• AIM: Identify every line in the items below that contains the string "raised" and copy each such line in full. Matching is case-sensitive.

• ITEMS:

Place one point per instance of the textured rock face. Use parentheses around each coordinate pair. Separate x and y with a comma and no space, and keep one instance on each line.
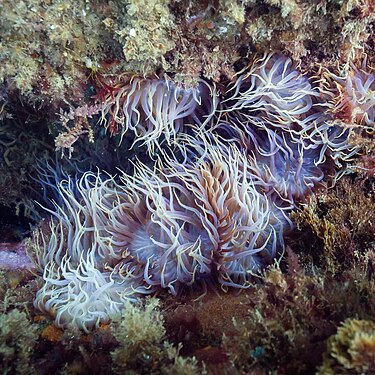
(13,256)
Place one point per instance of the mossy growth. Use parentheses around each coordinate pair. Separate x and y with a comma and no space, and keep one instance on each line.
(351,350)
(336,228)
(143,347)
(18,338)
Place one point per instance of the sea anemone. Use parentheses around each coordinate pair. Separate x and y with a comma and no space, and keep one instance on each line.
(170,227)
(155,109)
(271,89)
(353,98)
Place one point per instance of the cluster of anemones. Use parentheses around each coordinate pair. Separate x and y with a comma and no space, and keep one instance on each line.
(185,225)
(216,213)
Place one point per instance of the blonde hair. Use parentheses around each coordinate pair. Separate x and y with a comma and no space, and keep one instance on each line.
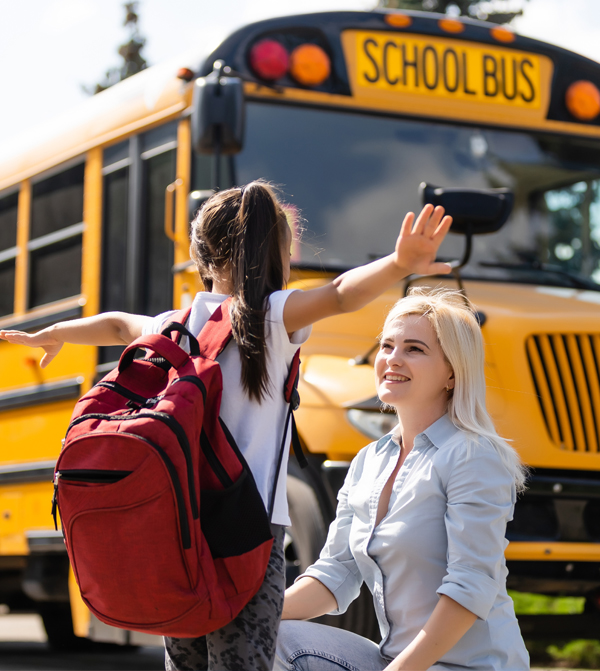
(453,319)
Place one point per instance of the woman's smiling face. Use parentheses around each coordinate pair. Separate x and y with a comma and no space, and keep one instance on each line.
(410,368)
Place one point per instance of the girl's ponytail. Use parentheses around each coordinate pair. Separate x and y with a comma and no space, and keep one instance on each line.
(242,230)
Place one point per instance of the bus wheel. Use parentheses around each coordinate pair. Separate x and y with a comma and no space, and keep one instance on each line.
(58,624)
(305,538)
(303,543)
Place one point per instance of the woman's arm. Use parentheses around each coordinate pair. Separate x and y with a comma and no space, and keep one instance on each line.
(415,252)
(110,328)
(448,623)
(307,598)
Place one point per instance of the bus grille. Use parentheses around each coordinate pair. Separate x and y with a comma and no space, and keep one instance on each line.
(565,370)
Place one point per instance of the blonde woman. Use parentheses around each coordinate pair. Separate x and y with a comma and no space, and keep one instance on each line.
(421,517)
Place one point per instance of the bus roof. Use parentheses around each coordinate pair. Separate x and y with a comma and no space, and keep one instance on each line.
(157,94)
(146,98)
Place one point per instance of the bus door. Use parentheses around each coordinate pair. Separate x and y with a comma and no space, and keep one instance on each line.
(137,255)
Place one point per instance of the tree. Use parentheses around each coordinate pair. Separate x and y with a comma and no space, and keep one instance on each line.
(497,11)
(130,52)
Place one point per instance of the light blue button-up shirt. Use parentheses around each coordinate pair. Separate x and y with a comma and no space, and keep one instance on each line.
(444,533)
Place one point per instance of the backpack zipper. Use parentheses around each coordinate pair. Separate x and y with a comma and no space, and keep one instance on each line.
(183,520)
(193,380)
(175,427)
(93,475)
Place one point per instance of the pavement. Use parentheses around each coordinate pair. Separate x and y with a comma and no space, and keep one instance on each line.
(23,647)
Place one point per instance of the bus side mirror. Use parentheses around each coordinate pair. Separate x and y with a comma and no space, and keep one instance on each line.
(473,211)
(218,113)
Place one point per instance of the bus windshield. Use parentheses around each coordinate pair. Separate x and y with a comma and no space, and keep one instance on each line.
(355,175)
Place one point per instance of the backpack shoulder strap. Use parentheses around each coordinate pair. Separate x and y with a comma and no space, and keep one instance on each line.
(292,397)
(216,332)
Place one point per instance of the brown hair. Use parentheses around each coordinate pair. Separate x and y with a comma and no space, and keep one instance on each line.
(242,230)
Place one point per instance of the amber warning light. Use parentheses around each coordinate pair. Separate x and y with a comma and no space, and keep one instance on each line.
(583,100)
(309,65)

==

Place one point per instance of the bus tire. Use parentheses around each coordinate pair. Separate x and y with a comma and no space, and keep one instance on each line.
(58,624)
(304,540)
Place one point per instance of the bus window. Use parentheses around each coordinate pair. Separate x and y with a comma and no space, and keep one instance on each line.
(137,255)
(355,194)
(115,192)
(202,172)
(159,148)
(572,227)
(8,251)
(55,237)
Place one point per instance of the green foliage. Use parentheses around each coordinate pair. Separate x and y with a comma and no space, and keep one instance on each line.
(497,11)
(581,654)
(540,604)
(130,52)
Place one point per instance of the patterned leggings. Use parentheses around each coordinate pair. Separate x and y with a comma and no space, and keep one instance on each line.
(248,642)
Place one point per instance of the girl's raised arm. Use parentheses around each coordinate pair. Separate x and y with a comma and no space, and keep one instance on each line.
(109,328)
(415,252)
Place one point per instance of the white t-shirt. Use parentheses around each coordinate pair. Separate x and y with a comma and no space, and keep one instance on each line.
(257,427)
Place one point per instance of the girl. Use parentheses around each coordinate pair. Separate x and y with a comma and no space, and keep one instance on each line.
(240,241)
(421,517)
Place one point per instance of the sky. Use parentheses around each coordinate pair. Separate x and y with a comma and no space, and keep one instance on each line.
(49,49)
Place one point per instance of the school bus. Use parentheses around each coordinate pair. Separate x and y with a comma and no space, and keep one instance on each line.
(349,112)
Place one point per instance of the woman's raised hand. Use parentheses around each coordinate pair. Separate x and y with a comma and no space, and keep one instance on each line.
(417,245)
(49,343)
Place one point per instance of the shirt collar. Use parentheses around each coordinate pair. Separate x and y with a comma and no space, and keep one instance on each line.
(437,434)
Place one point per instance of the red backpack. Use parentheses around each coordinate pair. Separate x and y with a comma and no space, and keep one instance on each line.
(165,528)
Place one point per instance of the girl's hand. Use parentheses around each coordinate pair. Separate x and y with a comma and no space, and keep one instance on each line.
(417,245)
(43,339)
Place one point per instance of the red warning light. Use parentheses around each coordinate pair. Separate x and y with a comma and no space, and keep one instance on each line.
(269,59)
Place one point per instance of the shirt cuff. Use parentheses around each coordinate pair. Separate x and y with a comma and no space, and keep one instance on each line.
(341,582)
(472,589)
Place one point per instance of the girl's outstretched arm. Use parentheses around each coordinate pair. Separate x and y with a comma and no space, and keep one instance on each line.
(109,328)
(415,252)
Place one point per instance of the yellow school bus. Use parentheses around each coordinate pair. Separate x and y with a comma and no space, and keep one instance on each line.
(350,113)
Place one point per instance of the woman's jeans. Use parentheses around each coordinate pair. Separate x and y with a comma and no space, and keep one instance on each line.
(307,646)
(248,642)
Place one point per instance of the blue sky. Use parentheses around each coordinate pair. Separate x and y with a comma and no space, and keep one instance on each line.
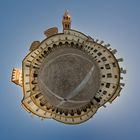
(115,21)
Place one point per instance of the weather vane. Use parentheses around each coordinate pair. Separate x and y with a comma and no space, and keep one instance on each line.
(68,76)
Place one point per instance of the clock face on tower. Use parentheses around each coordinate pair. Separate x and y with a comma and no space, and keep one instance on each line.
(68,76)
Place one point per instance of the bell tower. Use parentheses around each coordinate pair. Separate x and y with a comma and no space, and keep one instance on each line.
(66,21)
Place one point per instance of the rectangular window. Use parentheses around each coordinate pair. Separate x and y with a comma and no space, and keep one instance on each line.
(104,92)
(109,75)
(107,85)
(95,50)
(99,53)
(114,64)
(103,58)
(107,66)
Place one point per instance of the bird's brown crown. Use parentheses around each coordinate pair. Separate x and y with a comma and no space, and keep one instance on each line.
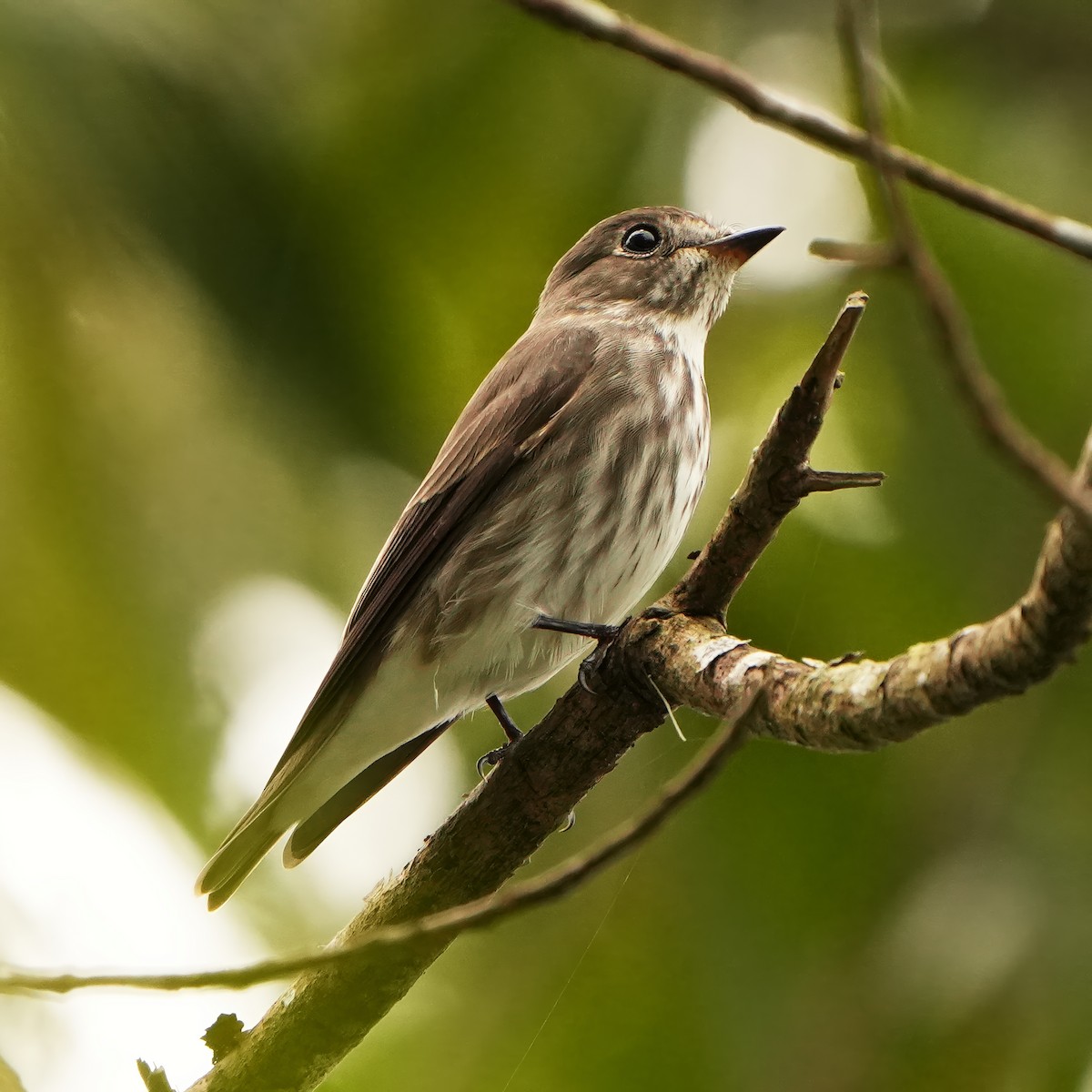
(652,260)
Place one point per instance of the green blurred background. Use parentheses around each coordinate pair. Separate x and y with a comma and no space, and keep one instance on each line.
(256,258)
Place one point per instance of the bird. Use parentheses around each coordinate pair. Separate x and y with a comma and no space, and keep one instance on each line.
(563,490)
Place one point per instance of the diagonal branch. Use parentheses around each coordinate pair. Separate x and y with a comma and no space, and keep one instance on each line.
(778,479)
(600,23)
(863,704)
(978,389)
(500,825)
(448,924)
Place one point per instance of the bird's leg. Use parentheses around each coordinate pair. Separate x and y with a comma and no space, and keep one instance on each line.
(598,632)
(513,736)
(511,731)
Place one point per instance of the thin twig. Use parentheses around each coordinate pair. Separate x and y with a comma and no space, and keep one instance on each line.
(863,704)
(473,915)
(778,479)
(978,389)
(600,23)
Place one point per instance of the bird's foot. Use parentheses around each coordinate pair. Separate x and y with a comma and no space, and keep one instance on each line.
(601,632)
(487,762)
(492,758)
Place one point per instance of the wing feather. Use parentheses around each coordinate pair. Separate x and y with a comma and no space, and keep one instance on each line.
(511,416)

• COMPLETE OUTPUT:
Place one point per instance of the girl's raised arm. Use parentheses around each coordinate pair. Separate x and y with a comma and no space, and keep one instance on each line.
Place one point per instance of the woman's raised hand. Use parentheses around each coordinate pair. Separate x and y with a comma and no space, and keep one instance on each line.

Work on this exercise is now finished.